* What you have to do *
Name each case, with its law report citation, that appears in the summary of 2005 Court of Appeal judgments.

* Selected passage *
+++

Summaries of significant
judgments released by the Court of Appeal (CA) in 2005 are
set out below.
Chia
Kok Leong and another v Prosperland Pte Ltd [2005] 2 SLR 484
This case adopted The Albazero
exception for the first time in Singapore, and endorsed the
“broad ground” enunciated in St Martins Property
Corporation Ltd v Sir Robert McAlpine Ltd [1994] 1 AC 85.
The Albazero exception and
the “broad ground” are exceptions to the general
rule that a plaintiff is entitled to claim damages only for
the actual loss suffered on account of a breach of contract.
The Albazero exception, so named after the case of The Albazero
[1977] AC 774, postulates that where it is in the contemplation
of the parties that the proprietary interests in goods may
be transferred from one owner to another after the contract
has been entered into and before the breach which causes damage
to the goods, an original party to the contract, if such be
the intention of them both, is to be treated in law as having
entered into the contract for the benefit of all persons who
may acquire an interest in the goods before they are damaged,
and is entitled to recover, by way of damages for breach of
contract, the actual loss sustained by these persons.
The “broad ground”
allows a litigant to recover substantial damages for the loss
of his performance interest in not receiving the bargain for
which he had contracted. The measure of damages is the cost
of securing the performance of that bargain.

+++

* Dataset entries *
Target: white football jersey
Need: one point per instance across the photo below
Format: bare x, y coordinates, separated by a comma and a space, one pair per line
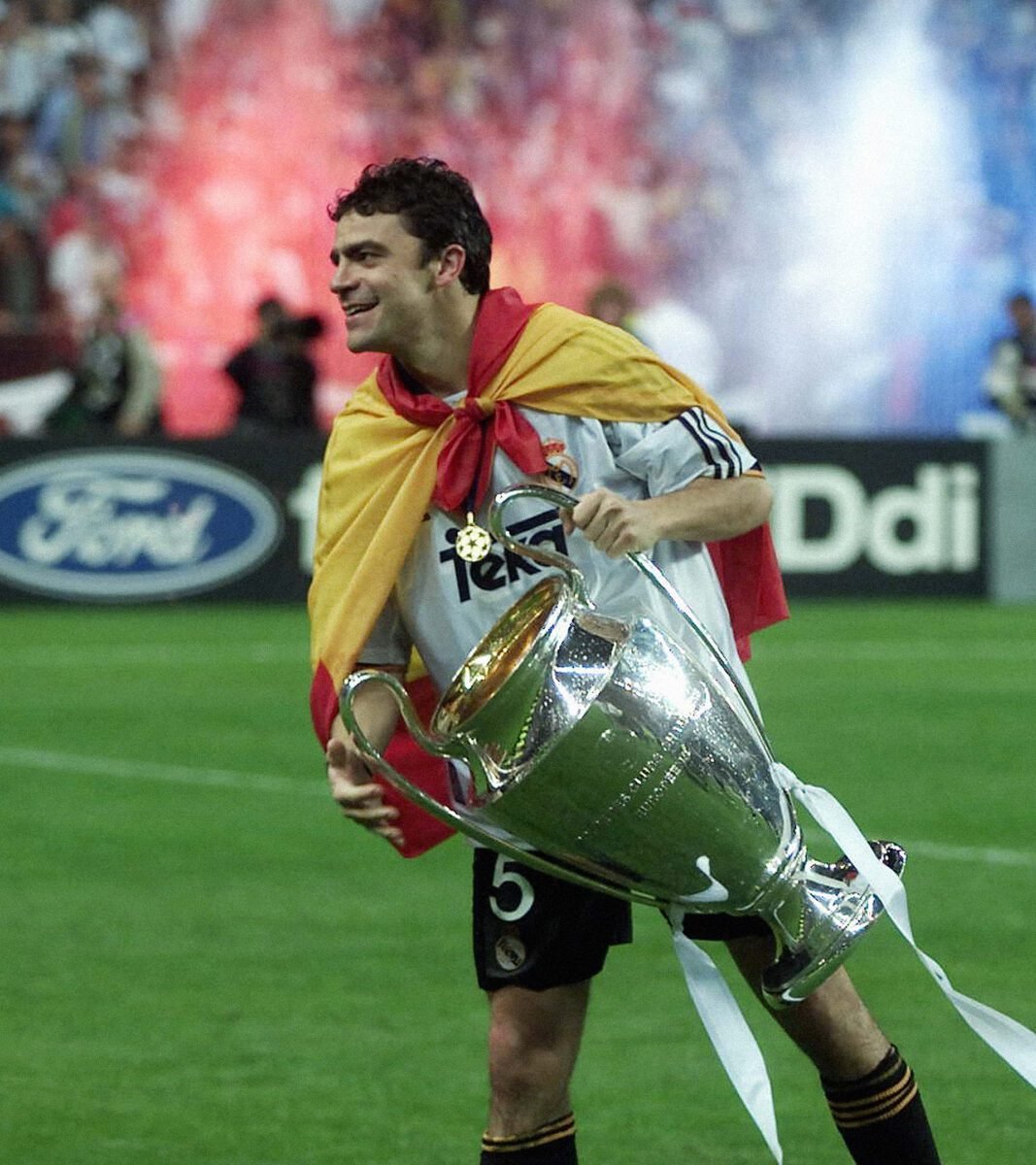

+++

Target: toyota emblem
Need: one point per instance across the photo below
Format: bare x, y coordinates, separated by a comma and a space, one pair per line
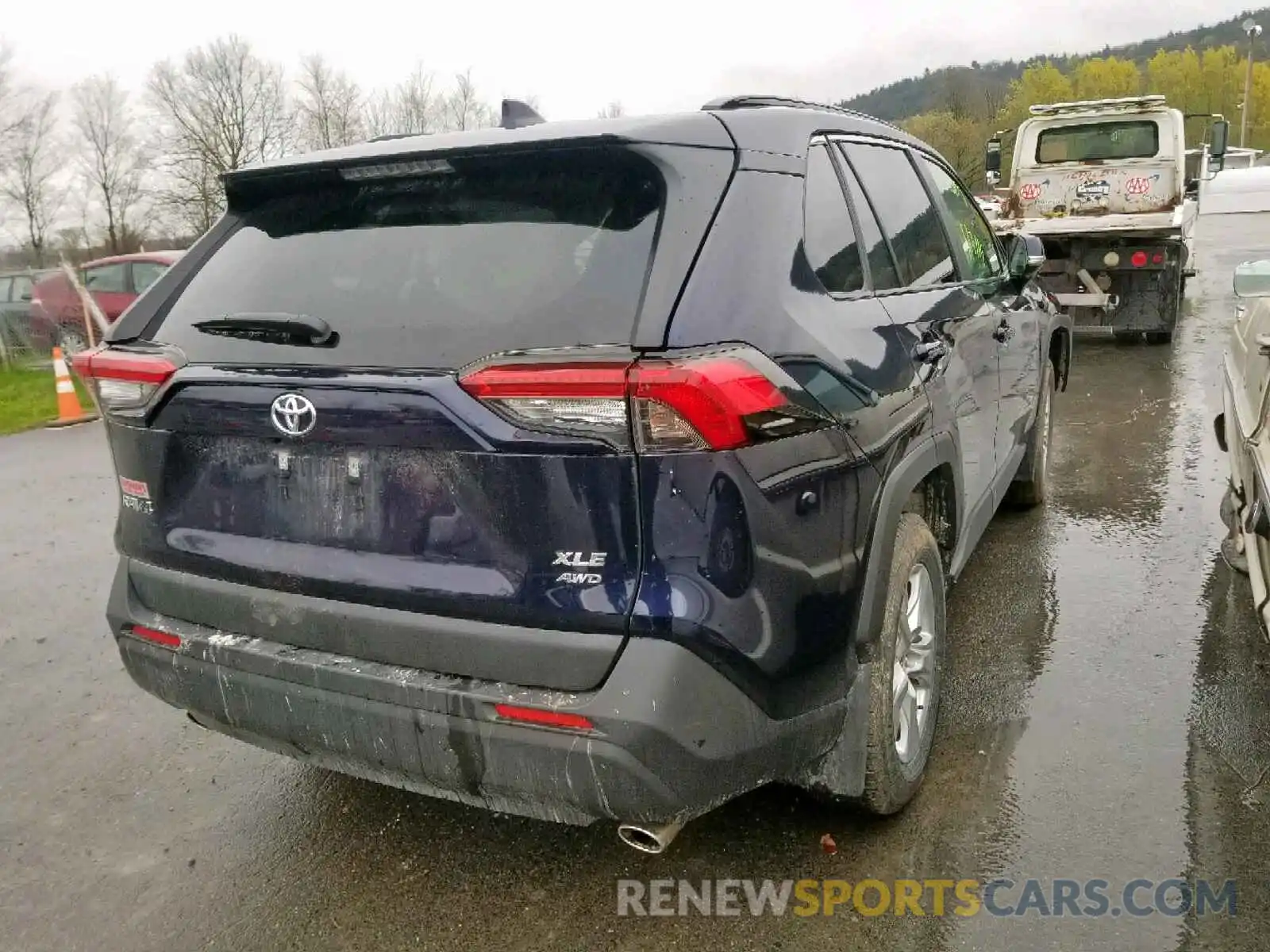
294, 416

+++

* Solution *
- Chia Kok Leong and another v Prosperland Pte Ltd [2005] 2 SLR 484
- St Martins Property Corporation Ltd v Sir Robert McAlpine Ltd [1994] 1 AC 85
- The Albazero [1977] AC 774